▶ [Work to do]:
Convert the listing below into a numbered list with one item per line, omitting blank lines. Exclude the pictures from your output.

□ □ □ □

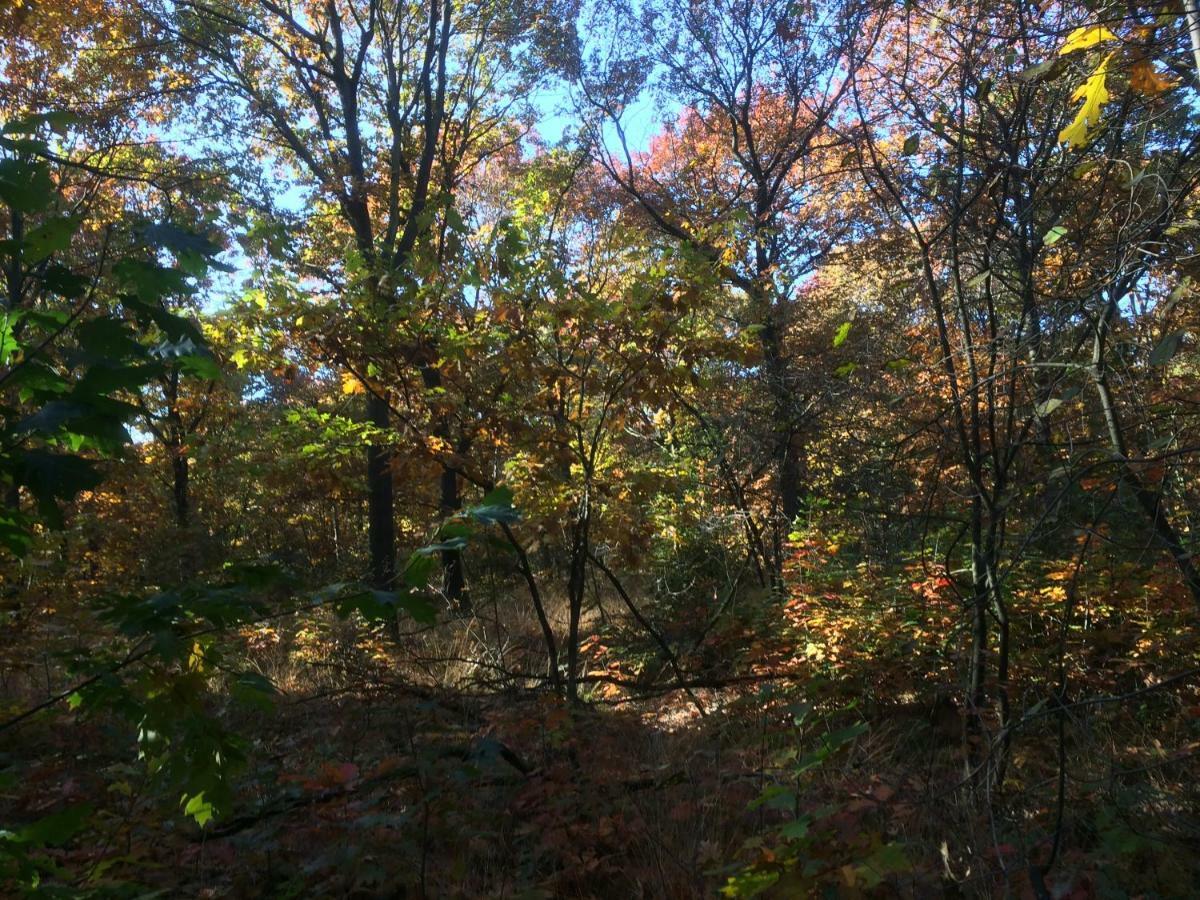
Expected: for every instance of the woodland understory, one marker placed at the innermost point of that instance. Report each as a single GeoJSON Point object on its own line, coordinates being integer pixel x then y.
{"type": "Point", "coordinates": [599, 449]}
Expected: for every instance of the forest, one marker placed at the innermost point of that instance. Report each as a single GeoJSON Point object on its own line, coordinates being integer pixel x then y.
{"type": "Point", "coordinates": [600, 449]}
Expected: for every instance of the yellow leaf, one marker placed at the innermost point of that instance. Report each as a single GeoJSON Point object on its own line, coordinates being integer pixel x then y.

□ □ □ □

▶ [Reply to the exercise]:
1. Expected: for every instance of the woodland understory, one marker placed at the innermost point of that instance. Report each as a single GeoJSON Point object on its own line, coordinates being integer pixel x then y.
2. {"type": "Point", "coordinates": [599, 449]}
3. Expected: for every instance of the forest, one marker placed at the innermost point of that instance. Report each as a single GeoJSON Point object on its own line, coordinates being integer pixel x then y.
4. {"type": "Point", "coordinates": [600, 449]}
5. Expected: for every instance of the yellow leaf, one marker placed at the innermost point of that instance. Report each as a single GeoJSON Point object on its own line, coordinates being integer pixel x then y.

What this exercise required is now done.